- What you should do: How many lines in the records below contain the word "crop"? Answer with the number and nothing else.

- Data shown:
□ □ □ □ □ □ □
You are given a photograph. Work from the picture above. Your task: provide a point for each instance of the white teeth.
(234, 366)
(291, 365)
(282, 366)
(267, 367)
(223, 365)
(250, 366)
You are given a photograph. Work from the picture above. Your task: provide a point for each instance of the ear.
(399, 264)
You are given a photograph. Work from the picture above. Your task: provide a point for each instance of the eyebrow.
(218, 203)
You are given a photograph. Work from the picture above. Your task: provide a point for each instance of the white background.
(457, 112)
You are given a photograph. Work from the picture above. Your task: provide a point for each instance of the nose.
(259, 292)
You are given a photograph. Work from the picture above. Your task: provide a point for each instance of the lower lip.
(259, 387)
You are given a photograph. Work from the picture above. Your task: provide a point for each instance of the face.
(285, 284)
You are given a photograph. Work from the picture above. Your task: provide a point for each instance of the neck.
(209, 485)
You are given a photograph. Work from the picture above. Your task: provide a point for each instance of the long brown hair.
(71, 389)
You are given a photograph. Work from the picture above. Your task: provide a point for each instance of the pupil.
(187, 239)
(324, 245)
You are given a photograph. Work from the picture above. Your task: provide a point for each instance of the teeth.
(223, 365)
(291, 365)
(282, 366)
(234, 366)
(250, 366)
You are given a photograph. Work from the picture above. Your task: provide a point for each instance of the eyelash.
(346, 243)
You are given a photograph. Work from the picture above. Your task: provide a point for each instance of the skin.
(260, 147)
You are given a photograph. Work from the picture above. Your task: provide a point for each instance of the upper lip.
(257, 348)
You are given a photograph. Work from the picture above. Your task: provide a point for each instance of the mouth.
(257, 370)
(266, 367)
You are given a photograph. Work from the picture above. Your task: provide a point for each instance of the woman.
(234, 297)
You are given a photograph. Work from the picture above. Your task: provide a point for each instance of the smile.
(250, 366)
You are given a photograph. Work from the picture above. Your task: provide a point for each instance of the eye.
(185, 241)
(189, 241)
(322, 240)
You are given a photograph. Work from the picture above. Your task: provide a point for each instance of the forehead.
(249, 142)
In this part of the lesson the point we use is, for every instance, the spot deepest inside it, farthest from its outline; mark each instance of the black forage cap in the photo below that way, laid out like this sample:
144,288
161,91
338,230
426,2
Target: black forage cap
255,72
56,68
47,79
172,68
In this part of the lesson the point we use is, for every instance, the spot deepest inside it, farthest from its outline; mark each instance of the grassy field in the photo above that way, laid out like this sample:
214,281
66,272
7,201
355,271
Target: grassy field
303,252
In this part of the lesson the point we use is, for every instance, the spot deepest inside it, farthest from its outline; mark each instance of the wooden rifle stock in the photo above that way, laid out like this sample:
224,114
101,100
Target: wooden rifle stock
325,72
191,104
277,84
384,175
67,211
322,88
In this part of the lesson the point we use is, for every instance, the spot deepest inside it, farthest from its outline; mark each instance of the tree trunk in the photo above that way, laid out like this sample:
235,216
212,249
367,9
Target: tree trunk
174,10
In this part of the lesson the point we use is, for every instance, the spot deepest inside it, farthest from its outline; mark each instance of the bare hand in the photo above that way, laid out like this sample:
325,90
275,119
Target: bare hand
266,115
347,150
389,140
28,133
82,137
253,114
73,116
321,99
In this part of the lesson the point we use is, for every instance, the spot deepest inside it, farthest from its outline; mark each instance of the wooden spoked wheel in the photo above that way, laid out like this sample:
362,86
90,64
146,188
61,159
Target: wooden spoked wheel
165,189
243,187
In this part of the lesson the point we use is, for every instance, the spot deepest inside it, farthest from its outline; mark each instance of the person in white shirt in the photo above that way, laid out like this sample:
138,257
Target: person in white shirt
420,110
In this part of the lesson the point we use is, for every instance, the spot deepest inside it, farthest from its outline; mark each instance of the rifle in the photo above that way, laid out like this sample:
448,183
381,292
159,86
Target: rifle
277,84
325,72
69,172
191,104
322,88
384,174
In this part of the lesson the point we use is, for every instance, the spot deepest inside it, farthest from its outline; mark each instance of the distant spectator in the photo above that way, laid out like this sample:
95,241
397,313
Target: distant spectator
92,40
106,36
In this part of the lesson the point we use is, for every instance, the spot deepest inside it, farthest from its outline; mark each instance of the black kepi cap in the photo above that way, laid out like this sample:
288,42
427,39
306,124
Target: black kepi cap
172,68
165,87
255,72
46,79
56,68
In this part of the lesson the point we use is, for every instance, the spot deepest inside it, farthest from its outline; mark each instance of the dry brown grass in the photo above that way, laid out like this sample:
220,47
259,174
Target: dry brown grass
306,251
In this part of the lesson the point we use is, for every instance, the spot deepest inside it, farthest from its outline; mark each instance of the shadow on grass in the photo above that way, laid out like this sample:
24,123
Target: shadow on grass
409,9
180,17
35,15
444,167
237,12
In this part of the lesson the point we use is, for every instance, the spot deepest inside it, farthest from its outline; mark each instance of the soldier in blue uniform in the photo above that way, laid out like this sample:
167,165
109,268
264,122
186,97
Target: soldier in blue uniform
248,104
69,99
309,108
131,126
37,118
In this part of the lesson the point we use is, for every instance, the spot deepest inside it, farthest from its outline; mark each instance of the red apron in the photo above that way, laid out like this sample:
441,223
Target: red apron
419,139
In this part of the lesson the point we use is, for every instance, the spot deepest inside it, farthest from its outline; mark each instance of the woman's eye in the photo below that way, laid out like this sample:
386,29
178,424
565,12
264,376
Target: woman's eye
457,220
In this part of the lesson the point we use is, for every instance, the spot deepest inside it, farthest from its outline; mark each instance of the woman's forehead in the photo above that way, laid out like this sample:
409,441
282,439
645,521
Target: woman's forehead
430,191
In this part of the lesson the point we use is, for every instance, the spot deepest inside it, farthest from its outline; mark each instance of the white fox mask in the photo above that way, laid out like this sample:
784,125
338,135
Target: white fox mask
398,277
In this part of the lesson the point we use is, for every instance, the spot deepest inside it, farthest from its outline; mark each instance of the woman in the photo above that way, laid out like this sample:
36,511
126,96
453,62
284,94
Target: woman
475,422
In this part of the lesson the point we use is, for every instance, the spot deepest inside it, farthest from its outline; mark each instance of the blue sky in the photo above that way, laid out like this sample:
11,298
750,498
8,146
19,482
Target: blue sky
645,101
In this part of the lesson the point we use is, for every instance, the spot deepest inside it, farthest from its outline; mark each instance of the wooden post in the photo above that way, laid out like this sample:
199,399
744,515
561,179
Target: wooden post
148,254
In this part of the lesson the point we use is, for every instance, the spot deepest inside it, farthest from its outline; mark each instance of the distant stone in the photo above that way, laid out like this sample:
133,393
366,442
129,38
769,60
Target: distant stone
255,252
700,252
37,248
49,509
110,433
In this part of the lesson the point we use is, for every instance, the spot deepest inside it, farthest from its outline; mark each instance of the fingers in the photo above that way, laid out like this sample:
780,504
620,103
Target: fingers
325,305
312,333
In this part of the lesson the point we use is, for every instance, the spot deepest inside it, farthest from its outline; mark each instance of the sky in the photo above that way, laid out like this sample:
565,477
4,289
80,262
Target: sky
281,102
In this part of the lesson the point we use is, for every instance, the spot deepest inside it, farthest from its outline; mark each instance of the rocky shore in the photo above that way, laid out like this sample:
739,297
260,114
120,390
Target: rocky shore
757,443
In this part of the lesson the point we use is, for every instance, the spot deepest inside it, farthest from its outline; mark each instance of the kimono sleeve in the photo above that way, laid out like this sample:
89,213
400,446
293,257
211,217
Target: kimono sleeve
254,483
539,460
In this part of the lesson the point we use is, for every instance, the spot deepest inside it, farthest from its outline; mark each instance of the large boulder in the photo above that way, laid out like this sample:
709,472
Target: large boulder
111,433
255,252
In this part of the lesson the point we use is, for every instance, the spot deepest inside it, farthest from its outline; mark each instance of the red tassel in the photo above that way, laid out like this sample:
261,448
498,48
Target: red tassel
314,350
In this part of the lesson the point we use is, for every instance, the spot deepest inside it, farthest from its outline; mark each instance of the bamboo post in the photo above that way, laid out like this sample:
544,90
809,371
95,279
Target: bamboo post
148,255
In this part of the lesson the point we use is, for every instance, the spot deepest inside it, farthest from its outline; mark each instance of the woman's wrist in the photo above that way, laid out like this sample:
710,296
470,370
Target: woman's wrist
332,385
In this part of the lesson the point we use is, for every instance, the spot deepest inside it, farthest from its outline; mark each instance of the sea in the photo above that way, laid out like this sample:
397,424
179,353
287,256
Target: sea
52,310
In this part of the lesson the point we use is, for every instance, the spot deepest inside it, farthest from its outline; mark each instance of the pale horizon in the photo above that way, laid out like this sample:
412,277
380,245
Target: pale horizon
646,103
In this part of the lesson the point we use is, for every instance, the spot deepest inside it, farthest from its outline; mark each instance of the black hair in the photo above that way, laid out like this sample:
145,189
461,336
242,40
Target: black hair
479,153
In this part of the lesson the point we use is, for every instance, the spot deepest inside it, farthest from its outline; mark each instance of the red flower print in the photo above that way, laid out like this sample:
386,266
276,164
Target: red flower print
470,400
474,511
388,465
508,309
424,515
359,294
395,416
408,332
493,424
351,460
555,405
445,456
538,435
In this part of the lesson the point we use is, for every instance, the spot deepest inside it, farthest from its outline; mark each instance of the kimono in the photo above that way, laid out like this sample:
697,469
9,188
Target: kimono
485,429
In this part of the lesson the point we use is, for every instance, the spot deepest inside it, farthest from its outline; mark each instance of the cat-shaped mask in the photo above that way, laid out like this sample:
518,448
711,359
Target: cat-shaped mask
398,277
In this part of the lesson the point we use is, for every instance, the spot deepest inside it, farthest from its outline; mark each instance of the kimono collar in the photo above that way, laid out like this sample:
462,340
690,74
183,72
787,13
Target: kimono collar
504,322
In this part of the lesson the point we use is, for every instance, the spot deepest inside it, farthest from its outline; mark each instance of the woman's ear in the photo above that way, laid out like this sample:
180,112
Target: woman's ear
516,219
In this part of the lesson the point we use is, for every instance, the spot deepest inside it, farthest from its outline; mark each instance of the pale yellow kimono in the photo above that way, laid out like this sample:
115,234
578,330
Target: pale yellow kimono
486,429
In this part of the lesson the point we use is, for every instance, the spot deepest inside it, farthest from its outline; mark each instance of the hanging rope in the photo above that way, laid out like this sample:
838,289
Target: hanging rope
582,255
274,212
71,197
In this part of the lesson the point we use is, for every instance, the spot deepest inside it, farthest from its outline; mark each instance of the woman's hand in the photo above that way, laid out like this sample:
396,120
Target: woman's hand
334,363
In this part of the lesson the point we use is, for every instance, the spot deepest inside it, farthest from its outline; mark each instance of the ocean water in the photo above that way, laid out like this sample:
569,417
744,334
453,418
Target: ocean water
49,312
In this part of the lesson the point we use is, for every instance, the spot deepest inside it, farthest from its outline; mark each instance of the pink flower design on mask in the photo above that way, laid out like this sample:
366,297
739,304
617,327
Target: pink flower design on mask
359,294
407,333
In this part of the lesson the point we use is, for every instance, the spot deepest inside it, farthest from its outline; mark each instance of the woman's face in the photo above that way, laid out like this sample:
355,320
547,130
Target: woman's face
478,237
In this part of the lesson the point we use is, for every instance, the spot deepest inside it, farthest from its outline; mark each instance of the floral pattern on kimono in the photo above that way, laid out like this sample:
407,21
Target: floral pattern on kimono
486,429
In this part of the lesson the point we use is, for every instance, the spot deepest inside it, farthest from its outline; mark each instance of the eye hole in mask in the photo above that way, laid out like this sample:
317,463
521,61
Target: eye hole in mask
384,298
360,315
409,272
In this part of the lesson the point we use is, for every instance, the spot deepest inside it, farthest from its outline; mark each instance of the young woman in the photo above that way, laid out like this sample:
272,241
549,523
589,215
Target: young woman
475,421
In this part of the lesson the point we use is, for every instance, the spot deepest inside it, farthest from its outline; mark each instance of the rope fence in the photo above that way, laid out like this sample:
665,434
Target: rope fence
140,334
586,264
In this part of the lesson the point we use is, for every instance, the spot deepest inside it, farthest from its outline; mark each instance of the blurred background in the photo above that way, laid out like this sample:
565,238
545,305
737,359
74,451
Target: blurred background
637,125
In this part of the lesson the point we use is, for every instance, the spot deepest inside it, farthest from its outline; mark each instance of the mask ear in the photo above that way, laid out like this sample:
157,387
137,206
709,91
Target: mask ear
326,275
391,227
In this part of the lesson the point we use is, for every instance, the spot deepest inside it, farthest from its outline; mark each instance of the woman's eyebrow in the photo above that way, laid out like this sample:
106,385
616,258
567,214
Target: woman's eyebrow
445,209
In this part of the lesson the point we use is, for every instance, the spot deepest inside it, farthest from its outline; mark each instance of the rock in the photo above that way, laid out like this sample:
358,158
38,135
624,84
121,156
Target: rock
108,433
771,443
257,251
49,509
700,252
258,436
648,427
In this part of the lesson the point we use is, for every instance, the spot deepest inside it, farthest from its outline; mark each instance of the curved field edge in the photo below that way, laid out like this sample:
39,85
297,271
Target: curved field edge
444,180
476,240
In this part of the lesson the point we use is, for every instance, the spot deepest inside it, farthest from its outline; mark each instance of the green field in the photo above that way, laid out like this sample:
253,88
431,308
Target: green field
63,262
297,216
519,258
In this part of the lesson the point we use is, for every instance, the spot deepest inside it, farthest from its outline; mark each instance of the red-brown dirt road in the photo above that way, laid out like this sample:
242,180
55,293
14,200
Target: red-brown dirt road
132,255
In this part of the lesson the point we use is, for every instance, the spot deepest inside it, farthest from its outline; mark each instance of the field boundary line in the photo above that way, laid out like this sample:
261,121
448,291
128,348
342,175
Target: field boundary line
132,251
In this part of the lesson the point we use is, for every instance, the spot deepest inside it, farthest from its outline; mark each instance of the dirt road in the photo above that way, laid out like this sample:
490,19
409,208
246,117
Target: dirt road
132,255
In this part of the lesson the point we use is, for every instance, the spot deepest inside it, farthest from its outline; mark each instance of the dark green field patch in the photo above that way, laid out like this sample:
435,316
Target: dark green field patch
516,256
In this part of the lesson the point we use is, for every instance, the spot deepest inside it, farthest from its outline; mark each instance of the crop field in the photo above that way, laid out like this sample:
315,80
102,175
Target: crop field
□ □ □ □ □ □ □
- Response: 2